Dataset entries
══════════

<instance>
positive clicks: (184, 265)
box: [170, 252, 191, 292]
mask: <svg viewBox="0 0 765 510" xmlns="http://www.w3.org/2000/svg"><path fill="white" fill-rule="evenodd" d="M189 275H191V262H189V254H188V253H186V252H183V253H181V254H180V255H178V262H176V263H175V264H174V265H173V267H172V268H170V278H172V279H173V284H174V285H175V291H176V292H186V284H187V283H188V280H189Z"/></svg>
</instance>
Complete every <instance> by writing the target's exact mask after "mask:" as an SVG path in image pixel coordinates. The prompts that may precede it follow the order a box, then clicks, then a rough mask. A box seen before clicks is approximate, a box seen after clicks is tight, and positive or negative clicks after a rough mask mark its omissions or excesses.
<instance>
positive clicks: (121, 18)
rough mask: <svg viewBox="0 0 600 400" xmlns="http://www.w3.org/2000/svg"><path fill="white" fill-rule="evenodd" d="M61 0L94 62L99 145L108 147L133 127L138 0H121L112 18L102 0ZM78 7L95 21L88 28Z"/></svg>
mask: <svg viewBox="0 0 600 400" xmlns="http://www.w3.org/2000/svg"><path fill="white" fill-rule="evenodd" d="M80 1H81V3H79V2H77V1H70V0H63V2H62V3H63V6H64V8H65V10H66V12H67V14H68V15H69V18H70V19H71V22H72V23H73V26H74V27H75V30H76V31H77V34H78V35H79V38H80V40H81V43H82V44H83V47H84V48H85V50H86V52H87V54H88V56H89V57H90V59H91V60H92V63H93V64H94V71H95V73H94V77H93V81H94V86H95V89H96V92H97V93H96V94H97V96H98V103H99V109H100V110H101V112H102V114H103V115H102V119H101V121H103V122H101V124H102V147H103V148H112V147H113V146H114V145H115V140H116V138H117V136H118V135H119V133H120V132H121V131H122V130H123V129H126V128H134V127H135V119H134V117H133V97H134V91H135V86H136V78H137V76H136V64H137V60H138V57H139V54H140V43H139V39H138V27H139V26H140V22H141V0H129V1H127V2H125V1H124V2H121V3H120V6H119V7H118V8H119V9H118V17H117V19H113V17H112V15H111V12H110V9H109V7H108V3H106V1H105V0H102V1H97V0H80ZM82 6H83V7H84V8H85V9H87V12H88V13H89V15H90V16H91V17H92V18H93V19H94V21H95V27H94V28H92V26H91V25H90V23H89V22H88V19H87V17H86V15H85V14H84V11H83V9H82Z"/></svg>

══════════

--- YOUR ASSIGNMENT ---
Each record needs to be copied out again, letter for letter.

--- RESPONSE TO THIS EXERCISE ---
<instance>
positive clicks: (184, 265)
box: [170, 252, 191, 292]
mask: <svg viewBox="0 0 765 510" xmlns="http://www.w3.org/2000/svg"><path fill="white" fill-rule="evenodd" d="M189 275H191V262H189V254H188V253H186V252H183V253H181V254H180V255H178V262H176V263H175V264H174V265H173V267H172V268H170V278H172V279H173V284H174V285H175V291H176V292H186V284H187V283H188V280H189Z"/></svg>
</instance>
Complete every <instance> by writing the target's exact mask after "mask:" as an SVG path in image pixel coordinates. The prompts that may precede it follow the order a box, then clicks, then a rough mask. A box seen before clicks is approximate, a box seen after clicks is tight, and positive or negative clicks after a rough mask mark its omissions or excesses.
<instance>
positive clicks: (121, 18)
rough mask: <svg viewBox="0 0 600 400" xmlns="http://www.w3.org/2000/svg"><path fill="white" fill-rule="evenodd" d="M61 0L94 62L99 145L108 147L133 127L138 0H121L112 18L102 0ZM78 7L95 21L88 28Z"/></svg>
mask: <svg viewBox="0 0 600 400" xmlns="http://www.w3.org/2000/svg"><path fill="white" fill-rule="evenodd" d="M80 1H81V3H79V2H77V1H70V0H63V2H62V3H63V6H64V8H65V10H66V12H67V14H68V15H69V18H70V19H71V22H72V23H73V26H74V27H75V30H76V31H77V34H78V35H79V38H80V40H81V43H82V44H83V47H84V48H85V50H86V52H87V54H88V56H89V57H90V59H91V60H92V63H93V64H94V71H95V73H94V77H93V81H94V86H95V89H96V92H97V93H96V94H97V96H98V103H99V109H100V110H101V112H102V114H103V115H102V119H101V121H103V122H101V124H102V147H103V148H112V147H113V146H114V145H115V140H116V138H117V136H118V135H119V133H120V132H121V131H122V130H123V129H126V128H134V127H135V119H134V117H133V97H134V91H135V86H136V78H137V76H136V64H137V60H138V57H139V54H140V43H139V39H138V27H139V26H140V22H141V0H129V1H127V2H125V1H124V2H121V3H120V6H119V7H118V8H119V9H118V17H117V19H113V17H112V15H111V12H110V9H109V7H108V3H106V1H105V0H102V1H97V0H80ZM82 6H83V7H84V8H85V9H87V12H88V13H89V15H90V16H91V17H92V18H93V19H94V21H95V27H94V28H92V26H91V25H90V23H89V22H88V19H87V17H86V15H85V14H84V11H83V9H82Z"/></svg>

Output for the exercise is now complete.